#### [Brief]
Reproduce all entries precisely as they are written.
[START OF Supplied data]
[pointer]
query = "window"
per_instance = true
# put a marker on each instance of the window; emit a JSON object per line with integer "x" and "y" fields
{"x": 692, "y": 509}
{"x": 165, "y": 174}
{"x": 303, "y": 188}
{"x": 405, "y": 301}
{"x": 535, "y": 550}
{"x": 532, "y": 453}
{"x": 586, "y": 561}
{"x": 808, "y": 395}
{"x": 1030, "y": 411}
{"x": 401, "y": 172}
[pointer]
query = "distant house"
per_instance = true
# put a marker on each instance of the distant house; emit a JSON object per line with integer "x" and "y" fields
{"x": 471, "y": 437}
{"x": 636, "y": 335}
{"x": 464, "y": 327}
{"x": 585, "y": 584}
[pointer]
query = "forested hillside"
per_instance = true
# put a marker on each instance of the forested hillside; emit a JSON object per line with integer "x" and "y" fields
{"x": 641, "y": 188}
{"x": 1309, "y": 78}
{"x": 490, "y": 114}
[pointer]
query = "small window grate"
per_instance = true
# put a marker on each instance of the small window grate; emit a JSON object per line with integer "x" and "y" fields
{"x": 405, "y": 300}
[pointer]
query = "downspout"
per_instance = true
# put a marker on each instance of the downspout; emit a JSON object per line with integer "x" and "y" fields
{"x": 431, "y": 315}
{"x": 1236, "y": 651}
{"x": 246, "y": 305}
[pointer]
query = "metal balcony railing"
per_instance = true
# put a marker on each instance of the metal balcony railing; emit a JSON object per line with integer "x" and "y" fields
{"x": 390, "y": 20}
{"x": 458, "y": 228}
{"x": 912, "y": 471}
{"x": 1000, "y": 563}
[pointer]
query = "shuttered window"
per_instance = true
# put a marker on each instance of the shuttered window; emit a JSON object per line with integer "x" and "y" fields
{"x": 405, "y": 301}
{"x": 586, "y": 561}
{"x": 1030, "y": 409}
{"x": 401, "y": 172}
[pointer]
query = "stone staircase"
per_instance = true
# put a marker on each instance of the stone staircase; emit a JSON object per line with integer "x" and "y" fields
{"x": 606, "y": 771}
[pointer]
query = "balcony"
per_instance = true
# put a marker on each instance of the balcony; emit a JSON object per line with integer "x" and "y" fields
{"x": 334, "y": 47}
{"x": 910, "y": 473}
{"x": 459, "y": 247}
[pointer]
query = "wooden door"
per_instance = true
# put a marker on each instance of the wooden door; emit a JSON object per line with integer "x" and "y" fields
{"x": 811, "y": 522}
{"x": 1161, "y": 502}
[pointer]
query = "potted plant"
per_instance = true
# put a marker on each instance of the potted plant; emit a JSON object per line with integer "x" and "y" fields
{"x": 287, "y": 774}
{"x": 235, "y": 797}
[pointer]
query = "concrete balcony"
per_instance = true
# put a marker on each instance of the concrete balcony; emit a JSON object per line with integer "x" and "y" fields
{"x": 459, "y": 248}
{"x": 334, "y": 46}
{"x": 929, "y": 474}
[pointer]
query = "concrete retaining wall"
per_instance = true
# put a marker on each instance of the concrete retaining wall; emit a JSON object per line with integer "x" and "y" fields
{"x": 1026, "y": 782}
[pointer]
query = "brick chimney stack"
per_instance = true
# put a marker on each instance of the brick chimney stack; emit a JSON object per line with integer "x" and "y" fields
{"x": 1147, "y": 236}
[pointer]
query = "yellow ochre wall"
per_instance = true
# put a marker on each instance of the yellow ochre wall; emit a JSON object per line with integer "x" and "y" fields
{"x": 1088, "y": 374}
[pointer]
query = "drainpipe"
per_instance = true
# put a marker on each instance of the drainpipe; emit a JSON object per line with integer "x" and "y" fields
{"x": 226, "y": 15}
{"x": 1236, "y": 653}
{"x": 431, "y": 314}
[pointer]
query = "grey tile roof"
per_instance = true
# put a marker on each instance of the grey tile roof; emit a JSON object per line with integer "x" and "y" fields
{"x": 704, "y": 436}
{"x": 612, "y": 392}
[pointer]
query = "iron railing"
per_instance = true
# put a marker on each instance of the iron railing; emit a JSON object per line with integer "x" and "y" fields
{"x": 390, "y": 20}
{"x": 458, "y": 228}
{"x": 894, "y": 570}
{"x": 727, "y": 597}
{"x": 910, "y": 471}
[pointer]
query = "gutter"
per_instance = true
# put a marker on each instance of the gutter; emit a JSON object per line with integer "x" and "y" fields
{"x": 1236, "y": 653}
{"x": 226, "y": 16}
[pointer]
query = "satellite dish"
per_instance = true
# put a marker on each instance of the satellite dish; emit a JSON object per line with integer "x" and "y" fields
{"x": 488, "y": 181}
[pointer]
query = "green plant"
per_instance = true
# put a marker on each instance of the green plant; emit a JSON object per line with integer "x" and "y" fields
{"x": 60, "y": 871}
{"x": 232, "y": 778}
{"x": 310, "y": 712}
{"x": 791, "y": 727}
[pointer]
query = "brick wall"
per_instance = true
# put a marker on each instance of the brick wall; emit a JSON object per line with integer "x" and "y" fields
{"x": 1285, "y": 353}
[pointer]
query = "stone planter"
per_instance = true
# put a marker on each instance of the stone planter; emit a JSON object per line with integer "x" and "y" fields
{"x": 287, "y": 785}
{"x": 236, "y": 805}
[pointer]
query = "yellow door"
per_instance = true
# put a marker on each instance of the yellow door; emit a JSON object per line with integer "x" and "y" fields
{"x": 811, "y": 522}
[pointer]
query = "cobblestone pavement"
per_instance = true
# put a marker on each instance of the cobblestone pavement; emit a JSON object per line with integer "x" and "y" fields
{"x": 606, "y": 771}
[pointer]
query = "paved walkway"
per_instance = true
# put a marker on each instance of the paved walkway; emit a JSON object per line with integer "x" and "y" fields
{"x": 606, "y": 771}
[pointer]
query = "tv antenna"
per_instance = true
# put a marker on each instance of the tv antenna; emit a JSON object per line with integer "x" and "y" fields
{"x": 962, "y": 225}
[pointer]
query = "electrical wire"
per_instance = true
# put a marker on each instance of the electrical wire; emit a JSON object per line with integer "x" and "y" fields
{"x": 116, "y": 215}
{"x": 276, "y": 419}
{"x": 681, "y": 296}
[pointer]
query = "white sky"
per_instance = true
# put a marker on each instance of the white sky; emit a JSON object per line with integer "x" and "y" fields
[END OF Supplied data]
#### [Problem solution]
[pointer]
query = "window"
per_instance = true
# put a marker on each instance of the window; emit a JSON object per line with integer "x" and "y" fields
{"x": 692, "y": 509}
{"x": 165, "y": 174}
{"x": 303, "y": 188}
{"x": 405, "y": 301}
{"x": 535, "y": 550}
{"x": 532, "y": 453}
{"x": 586, "y": 561}
{"x": 808, "y": 395}
{"x": 1030, "y": 411}
{"x": 401, "y": 172}
[pointer]
query = "distant house"
per_instance = true
# put a marker on each instance of the distant house; emit a JSON object per line with integer "x" and "y" fields
{"x": 471, "y": 437}
{"x": 636, "y": 335}
{"x": 464, "y": 327}
{"x": 585, "y": 584}
[pointer]
query = "forested hillside"
per_instance = true
# put a marker on each instance of the forested hillside; emit a JSON object per line with integer "x" and "y" fields
{"x": 641, "y": 188}
{"x": 1309, "y": 78}
{"x": 490, "y": 114}
[pointer]
query = "small window grate"
per_instance = true
# put a marker on each instance of the small window grate; emit a JSON object per line with integer "x" and "y" fields
{"x": 405, "y": 300}
[pointer]
query = "downspout"
per_instance = true
# put a marker on each instance of the downspout; emit a JSON object per line with integer "x" and "y" fields
{"x": 431, "y": 315}
{"x": 1236, "y": 651}
{"x": 246, "y": 305}
[pointer]
query = "metal balcony railing"
per_instance = true
# put a marker on each instance of the metal balcony railing; emit a JSON object per line with integer "x" and "y" fields
{"x": 390, "y": 20}
{"x": 458, "y": 228}
{"x": 912, "y": 471}
{"x": 1000, "y": 563}
[pointer]
query = "shuttered window"
per_instance = true
# put a marker on each instance of the shuttered window; emit a JSON object per line with integer "x" and "y" fields
{"x": 405, "y": 301}
{"x": 586, "y": 561}
{"x": 1030, "y": 409}
{"x": 401, "y": 172}
[pointer]
query = "stone staircase"
per_instance = true
# put a marker on each instance of the stone staircase; emit a JSON object per line with integer "x" and "y" fields
{"x": 606, "y": 771}
[pointer]
query = "balcony"
per_instance = true
# put a marker on each instance of the balcony; emit a JSON object per line with integer "x" and "y" fields
{"x": 334, "y": 47}
{"x": 910, "y": 473}
{"x": 459, "y": 247}
[pointer]
query = "wooden door"
per_instance = true
# put a marker on each instance of the wooden door; emit a JSON object per line with integer "x" and "y" fields
{"x": 811, "y": 522}
{"x": 1161, "y": 502}
[pointer]
query = "potted plant"
per_instance = true
# put a marker on each instance of the potted plant; emit a JSON object per line with integer "x" and "y" fields
{"x": 287, "y": 774}
{"x": 235, "y": 797}
[pointer]
query = "concrete balcony"
per_instance = true
# put a marker on each instance of the concrete balcony; emit a JSON object per line with integer "x" and "y" fields
{"x": 459, "y": 248}
{"x": 334, "y": 46}
{"x": 929, "y": 474}
[pointer]
query = "concrete retaining wall"
per_instance = true
# put a marker on each instance of the concrete retaining wall; emit a JSON object per line with integer "x" and "y" fields
{"x": 1026, "y": 782}
[pointer]
query = "brick chimney stack"
per_instance = true
# put a marker on each instance of the brick chimney stack; emit a JSON object per line with integer "x" and "y" fields
{"x": 1147, "y": 236}
[pointer]
query = "yellow ochre wall"
per_instance = true
# put a marker on each instance of the yellow ochre wall; emit a JSON object per line with integer "x" and "y" fields
{"x": 1088, "y": 374}
[pointer]
query = "drainpipe"
per_instance = true
# put a marker on each instance of the drainpipe; emit a JSON object per line with integer "x" and "y" fields
{"x": 226, "y": 15}
{"x": 1236, "y": 653}
{"x": 431, "y": 314}
[pointer]
query = "grey tile roof"
per_instance = true
# put a marker on each instance of the grey tile roof; emit a JSON object per line with integer "x" and "y" fields
{"x": 704, "y": 436}
{"x": 612, "y": 392}
[pointer]
query = "iron railing"
per_instance = true
# put a marker on each instance of the iron railing; emit a JSON object per line with integer "x" and "y" fields
{"x": 390, "y": 20}
{"x": 458, "y": 228}
{"x": 894, "y": 570}
{"x": 727, "y": 597}
{"x": 910, "y": 471}
[pointer]
query = "gutter"
per_instance = true
# put a marker on each instance of the gutter; emit a JSON object per line with integer "x" and "y" fields
{"x": 1236, "y": 653}
{"x": 226, "y": 16}
[pointer]
query = "satellite dish"
per_instance = true
# put a marker on each instance of the satellite dish; emit a JSON object per line with integer "x" and "y" fields
{"x": 488, "y": 181}
[pointer]
query = "green plant"
per_instance = true
# put a marker on each instance of the green plant; emit a JSON object per line with integer "x" and "y" fields
{"x": 60, "y": 871}
{"x": 232, "y": 778}
{"x": 310, "y": 712}
{"x": 791, "y": 727}
[pointer]
query = "brick wall"
per_instance = true
# put a marker on each instance of the brick wall; emit a JSON object per line with integer "x" and "y" fields
{"x": 1285, "y": 353}
[pointer]
query = "stone planter"
per_instance = true
# put a marker on each instance of the stone planter; emit a JSON object per line with integer "x" and "y" fields
{"x": 287, "y": 785}
{"x": 236, "y": 805}
[pointer]
query = "yellow door"
per_instance = true
# put a marker on each instance of the yellow door; emit a JSON object per line with integer "x" and "y" fields
{"x": 811, "y": 522}
[pointer]
query = "cobblestone pavement"
per_instance = true
# put a marker on each instance of the cobblestone pavement; emit a JSON object per line with integer "x" and "y" fields
{"x": 606, "y": 771}
[pointer]
query = "paved walkway"
per_instance = true
# put a marker on each instance of the paved walkway; emit a JSON object per line with integer "x" and "y" fields
{"x": 606, "y": 771}
[pointer]
query = "tv antenna"
per_instance = true
# put a marker on each instance of the tv antenna; emit a JSON object per line with integer "x" and "y" fields
{"x": 962, "y": 225}
[pointer]
query = "electrical wire"
per_instance = true
# put a marker on each instance of the electrical wire; emit a JSON object per line with integer "x" and "y" fields
{"x": 116, "y": 215}
{"x": 276, "y": 419}
{"x": 681, "y": 296}
[pointer]
query = "white sky"
per_instance = true
# put a marker on each instance of the white sky; emit a JSON object per line with integer "x" and "y" fields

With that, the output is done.